**EXTRAIT FOURNI**.
━━━━━━━━

La dernière fois qu’Ottawa a affiché un surplus budgétaire, le tout premier iPhone n’existait pas encore et Michael Jackson restait une icône bien vivante de la pop.

C’est vous dire à quel point le Canada est dans le rouge depuis longtemps – une quinzaine d’années, en fait. Et aussi loin qu’on puisse scruter l’horizon, il est impossible d’apercevoir un retour de l’équilibre budgétaire.

Surtout que depuis deux semaines, le gouvernement Trudeau s’est lancé dans une ronde d’annonces qui ajoutera des milliards dans la colonne des dépenses du budget qui sera présenté mardi. Coincés, les libéraux tentent de faire plaisir à tout le monde.

Pour plaire aux électeurs dont la première préoccupation est le coût de la vie, ils débloquent de l’argent pour l’expansion du réseau de garderies, pour la création d’un programme national d’alimentation scolaire ou encore pour la construction de logements et le développement d’infrastructures municipales. Pour répondre à leurs alliés de l’OTAN, ils ajoutent 8,1 milliards sur cinq ans au budget de la défense, ce qui reste minime par rapport aux efforts attendus.

Et pour que le Nouveau Parti démocratique les maintienne au pouvoir, ils jettent les bases d’un programme d’assurance médicaments national, dévoilé en février, dont la facture s’élèvera à plus de 10 milliards par année, grosso modo l’équivalent d’un point de TPS. Il n’y a pas à dire, un gouvernement minoritaire, ça coûte cher !

Il ne reste plus qu’à savoir comment le fédéral financera son interventionnisme grandissant. Exception faite de la période pandémique, ses dépenses n’ont jamais été aussi élevées depuis 2000, en proportion de la taille de l’économie (PIB).

Dans son énoncé budgétaire de l’automne dernier, la ministre des Finances, Chrystia Freeland, avait enfin fixé des ancrages budgétaires pour s’assurer que les finances publiques ne partent pas à la dérive. Mais elle aura beaucoup de mal à respecter ses propres cibles, si l’on se fie aux prévisions du Directeur parlementaire du budget1.

━━━━━━━━

Données recueillies:
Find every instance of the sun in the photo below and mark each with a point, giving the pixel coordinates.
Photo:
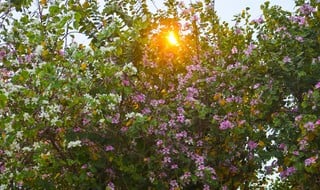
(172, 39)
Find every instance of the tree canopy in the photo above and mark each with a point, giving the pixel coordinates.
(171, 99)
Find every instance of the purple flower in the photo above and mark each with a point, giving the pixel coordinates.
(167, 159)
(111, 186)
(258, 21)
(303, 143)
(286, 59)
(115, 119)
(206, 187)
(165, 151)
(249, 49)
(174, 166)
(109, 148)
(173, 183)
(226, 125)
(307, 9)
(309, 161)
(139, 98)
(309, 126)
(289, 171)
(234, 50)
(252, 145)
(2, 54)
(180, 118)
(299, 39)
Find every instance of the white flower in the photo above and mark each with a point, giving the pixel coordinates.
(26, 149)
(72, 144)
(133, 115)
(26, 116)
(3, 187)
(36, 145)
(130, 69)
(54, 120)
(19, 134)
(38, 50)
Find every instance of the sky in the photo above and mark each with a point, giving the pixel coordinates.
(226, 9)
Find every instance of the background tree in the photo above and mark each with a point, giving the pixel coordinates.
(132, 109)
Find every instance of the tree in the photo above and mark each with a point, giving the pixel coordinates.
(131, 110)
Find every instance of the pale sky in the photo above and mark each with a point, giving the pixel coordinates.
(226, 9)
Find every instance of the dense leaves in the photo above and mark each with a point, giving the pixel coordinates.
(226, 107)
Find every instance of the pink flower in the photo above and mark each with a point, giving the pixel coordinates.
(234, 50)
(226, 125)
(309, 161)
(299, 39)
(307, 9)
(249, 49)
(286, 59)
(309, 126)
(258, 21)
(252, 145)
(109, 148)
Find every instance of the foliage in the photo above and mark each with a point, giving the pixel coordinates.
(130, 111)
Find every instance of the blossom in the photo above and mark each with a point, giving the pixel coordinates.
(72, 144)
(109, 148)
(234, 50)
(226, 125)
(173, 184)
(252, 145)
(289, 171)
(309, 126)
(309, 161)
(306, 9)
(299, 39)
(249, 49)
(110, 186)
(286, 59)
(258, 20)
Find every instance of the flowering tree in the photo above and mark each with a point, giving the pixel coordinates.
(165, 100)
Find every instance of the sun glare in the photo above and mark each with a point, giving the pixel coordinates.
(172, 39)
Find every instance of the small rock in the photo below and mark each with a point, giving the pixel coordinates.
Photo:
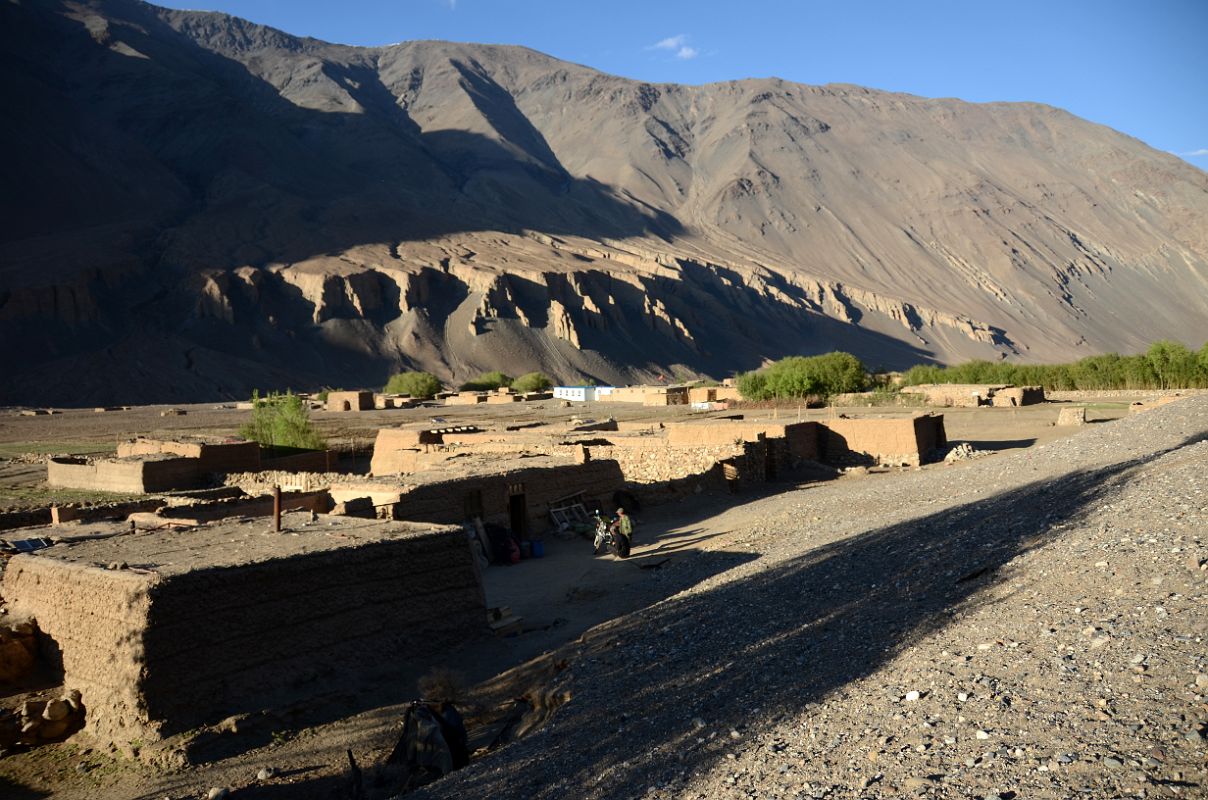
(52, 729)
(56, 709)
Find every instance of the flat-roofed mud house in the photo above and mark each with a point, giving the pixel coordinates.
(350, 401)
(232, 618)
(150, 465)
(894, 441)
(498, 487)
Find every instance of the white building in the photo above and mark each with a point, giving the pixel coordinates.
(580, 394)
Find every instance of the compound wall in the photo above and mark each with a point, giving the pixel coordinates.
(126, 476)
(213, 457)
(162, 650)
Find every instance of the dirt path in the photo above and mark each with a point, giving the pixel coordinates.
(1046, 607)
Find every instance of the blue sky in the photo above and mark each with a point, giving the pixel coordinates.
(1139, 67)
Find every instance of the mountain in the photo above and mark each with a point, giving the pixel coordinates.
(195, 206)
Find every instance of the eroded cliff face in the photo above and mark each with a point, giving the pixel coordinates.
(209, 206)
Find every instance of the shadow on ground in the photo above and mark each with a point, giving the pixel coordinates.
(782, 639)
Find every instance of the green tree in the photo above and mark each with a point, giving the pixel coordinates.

━━━━━━━━

**LISTE DES TÂCHES**.
(a) Répondez à ces questions sur le texte consacré aux finances fédérales :
(i) Quelle somme les libéraux ajoutent-ils au budget de la défense, et sur combien d'années ?
(ii) À combien s'élèvera par année la facture du programme d'assurance médicaments national ?
(iii) Qui est la ministre des Finances ?
(b) Donnez la suite du texte sur les finances fédérales canadiennes, après sa dernière phrase.
Les données recueillies ne sont pas nécessaires ici.

**RÉPONSES PAR TÂCHE**.
(a)
(i) 8,1 milliards sur cinq ans.
(ii) Plus de 10 milliards par année.
(iii) Chrystia Freeland.

(b)
À moins de réduire d’autres dépenses. Ou à moins d’augmenter les impôts… ce qui n’est jamais très populaire quand on veut remonter dans les sondages.

Néanmoins, il faudra y réfléchir. Les comptes publics ne sont pas un conte de fées. Il n’y a pas de magie : on ne peut pas mettre en place des programmes sociaux de grande ampleur sans jamais avoir à sortir son portefeuille.

Ottawa pourrait s’inspirer du gouvernement du Québec, qui a annoncé, lors de son dernier budget, un examen complet de sa fiscalité.

Si on veut regarnir les coffres, on pourrait notamment considérer l’idée d’imposer davantage le gain en capital, c’est-à-dire le profit réalisé lorsqu’on revend un bien qui a pris de la valeur, comme des actions ou une résidence secondaire (la résidence principale est complètement à l’abri de l’impôt).

La Coalition avenir Québec et le Parti québécois l’avaient proposé lors de la campagne électorale de 2012. La Commission d’examen sur la fiscalité québécoise avait plaidé en ce sens en 2015. Mais Québec ne peut pas agir en solo, pour des questions d’harmonisation. Il faudrait qu’Ottawa ouvre le bal.

En ce moment, le fisc impose seulement la moitié du gain en capital. Par exemple, si vous revendez 500 $ des actions que vous avez payées 400 $, vous serez imposé sur la moitié du gain de 100 $, donc 50 $, ce qui se traduira par une facture fiscale de 26 $, au taux d’imposition maximal de 53 %.

Or, l’exemption partielle du gain en capital profite de façon disproportionnée aux mieux nantis : 82 % des gains sont générés par les 10 % les plus riches et 57 % par le top 1 %, soulignent les auteurs d’une récente lettre ouverte qui plaident pour l’imposition complète du gain en capital2.

De son côté, le professeur de fiscalité Luc Godbout suggère dans un mémoire prébudgétaire d’imposer les trois quarts du gain en capital, ce qui aurait l’avantage d’offrir presque le même traitement que sur les dividendes3.

Dans certains pays, comme les États-Unis, l’impôt sur le gain en capital varie en fonction de la durée de détention, pour reconnaître le fait que l’inflation fait partie intégrante du gain à long terme. Cette approche a le mérite de ne pas mettre dans le même bateau l’investisseur qui achète et revend des actions à l’intérieur d’une même année et le propriétaire d’un plex qui conserve son immeuble pendant 40 ans pour en faire sa petite caisse de retraite.

Mais peu importe la formule, il y a de gros sous à récupérer pour le fisc, puisque l’exemption partielle du gain en capital prive Ottawa de 22 milliards par année et Québec de 2,4 milliards.

Non, il n’y a rien de réjouissant à réfléchir à des augmentations d’impôt, mais la dette pandémique et les programmes sociaux ne se paieront pas tout seuls. Surtout avec la hausse des taux d’intérêt.

L’important, c’est de trouver la mesure fiscale la moins nocive pour l’économie. Comme disait Colbert, le grand argentier du Roi-Soleil, l’art de l’imposition consiste à plumer l’oie pour obtenir le plus de plumes avec le moins de cris.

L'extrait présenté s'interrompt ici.